Turn every line of the records below into a numbered list, leaving out blank lines and the pictures.

Provided records »
/---
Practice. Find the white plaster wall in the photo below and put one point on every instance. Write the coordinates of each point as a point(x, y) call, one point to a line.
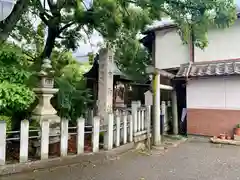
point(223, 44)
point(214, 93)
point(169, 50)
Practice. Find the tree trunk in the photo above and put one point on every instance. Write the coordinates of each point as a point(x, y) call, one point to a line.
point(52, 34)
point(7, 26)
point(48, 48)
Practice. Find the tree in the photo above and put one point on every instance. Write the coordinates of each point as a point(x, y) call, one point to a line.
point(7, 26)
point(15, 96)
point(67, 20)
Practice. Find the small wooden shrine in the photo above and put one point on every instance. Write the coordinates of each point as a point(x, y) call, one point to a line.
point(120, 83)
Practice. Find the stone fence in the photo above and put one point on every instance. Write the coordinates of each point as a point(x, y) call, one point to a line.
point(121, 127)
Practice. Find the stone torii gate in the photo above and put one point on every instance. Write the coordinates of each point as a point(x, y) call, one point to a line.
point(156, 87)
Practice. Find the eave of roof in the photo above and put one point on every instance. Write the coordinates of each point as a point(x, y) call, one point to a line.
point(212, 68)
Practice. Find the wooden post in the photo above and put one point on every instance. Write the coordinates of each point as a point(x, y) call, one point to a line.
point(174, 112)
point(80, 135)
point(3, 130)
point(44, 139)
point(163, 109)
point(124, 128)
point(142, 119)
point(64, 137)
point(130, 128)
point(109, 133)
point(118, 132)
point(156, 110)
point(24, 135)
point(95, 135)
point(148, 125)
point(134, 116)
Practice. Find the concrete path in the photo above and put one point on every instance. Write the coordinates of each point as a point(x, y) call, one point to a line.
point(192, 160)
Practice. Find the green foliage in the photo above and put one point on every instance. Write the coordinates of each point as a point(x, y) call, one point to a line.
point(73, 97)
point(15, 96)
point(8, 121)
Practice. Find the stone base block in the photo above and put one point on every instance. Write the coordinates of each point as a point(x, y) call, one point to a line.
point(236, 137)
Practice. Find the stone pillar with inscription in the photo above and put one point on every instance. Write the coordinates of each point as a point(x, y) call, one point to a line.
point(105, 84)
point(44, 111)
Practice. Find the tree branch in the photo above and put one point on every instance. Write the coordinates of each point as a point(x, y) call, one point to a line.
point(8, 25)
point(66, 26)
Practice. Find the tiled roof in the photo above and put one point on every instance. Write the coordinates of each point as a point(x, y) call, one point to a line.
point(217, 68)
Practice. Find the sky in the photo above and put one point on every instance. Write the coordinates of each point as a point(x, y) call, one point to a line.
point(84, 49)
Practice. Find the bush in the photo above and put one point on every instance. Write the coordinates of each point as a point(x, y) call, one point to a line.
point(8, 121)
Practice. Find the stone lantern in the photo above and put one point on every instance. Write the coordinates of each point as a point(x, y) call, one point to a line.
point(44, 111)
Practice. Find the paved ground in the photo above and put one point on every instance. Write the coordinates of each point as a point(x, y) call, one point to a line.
\---
Solved exercise »
1. Practice. Find the white plaster wall in the photo below and put one point on every instance. Write the coordinates of each point as a point(x, y) call, one point to a line.
2. point(223, 44)
3. point(214, 93)
4. point(169, 50)
5. Practice. Find the tree trunk in the photo above and put one point on every instance. Write the coordinates of each point as a point(x, y) call, one point to a line.
6. point(52, 34)
7. point(7, 26)
8. point(48, 48)
9. Practice. Find the tree in the photo above and put one point on every instance. Write the coordinates of each point as a point(x, y) call, one point to a line.
10. point(7, 26)
11. point(15, 96)
12. point(67, 20)
13. Practice. Find the small wooden shrine in the photo above and put one point on every instance. Write the coordinates of each point as a point(x, y) call, one point to a line.
14. point(120, 83)
15. Practice. Find the stone fence in the photo above and put one point on every instance. Write the coordinates of each point as a point(x, y) call, one point to a line.
16. point(121, 127)
17. Practice. Find the stone torii gate in the photo above and put one point on every instance. Write the coordinates of each point as a point(x, y) call, one point to a line.
18. point(156, 87)
19. Practice. Find the eave of roof in the photo above and put one point on every instance. Write the coordinates of each point as a point(x, y) call, one point to a line.
20. point(212, 68)
21. Practice. Find the wooden post in the photo above and put one point on every instance. Write the coordinates of each point as a point(x, y) call, one point to a line.
22. point(174, 112)
23. point(80, 135)
24. point(3, 130)
25. point(44, 139)
26. point(163, 109)
27. point(124, 128)
28. point(142, 119)
29. point(64, 137)
30. point(130, 128)
31. point(109, 133)
32. point(118, 132)
33. point(156, 110)
34. point(24, 135)
35. point(95, 135)
36. point(148, 125)
37. point(134, 116)
38. Practice. Find the concrete path in the photo above and put one point on every instance. Write the coordinates of each point as a point(x, y) call, one point to a line.
39. point(192, 160)
40. Practice. Find the green foliage in the photo above and put one point on every instance. Write the coordinates of each point as a point(x, y) call, one point to a line.
41. point(73, 97)
42. point(15, 96)
43. point(8, 121)
44. Practice. Find the stone base block in the photo above and put one point on every instance. Write the coordinates of each point as a point(x, y) call, one point to a line.
45. point(236, 137)
46. Practice. Find the stone pillar with inscription in the photo above and put one point on every instance. Write the coordinates of each point as a point(x, y) call, one point to a line.
47. point(105, 84)
48. point(44, 111)
49. Practice. Find the tree branch in the photo above and put one point on every instance. Write the coordinates of each point as a point(x, y) call, one point to a line.
50. point(8, 25)
51. point(66, 26)
52. Practice. Find the tiled roof in the photo above and put one point on every instance. Write the coordinates of each point as a point(x, y) call, one point to a line.
53. point(217, 68)
54. Practice. Find the sky in the photo above and put one point on every instance. Write the coordinates of each point as a point(x, y) call, one point to a line.
55. point(84, 49)
56. Practice. Find the bush in the photo above and put one point on every instance. Write the coordinates of each point as a point(x, y) call, one point to a line.
57. point(8, 121)
58. Practice. Find the stone lantern in the photo above and put one point on every instance. Write the coordinates of each point as a point(x, y) call, one point to a line.
59. point(44, 111)
60. Practice. Find the paved ground in the photo above and put one point on every instance. Write the coordinates of each point as a point(x, y) call, one point to a line.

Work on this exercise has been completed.